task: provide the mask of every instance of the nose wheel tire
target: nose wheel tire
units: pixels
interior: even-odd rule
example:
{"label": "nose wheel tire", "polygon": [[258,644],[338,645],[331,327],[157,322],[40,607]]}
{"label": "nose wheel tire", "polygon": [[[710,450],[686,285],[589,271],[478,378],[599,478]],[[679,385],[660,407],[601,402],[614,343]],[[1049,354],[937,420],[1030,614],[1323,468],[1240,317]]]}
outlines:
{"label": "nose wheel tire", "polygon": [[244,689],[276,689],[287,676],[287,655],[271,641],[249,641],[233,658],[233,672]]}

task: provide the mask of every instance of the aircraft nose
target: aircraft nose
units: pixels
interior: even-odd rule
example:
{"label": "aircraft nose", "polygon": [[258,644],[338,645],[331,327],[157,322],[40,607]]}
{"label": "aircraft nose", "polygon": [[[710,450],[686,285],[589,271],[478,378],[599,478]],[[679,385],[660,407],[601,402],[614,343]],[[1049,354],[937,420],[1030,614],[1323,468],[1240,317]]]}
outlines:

__WORK ITEM__
Lines containing the word "every": copy each of them from the material.

__ANSWER FOR THE TASK__
task: provide the mask of every instance of the nose wheel tire
task: provide the mask of every instance of the aircraft nose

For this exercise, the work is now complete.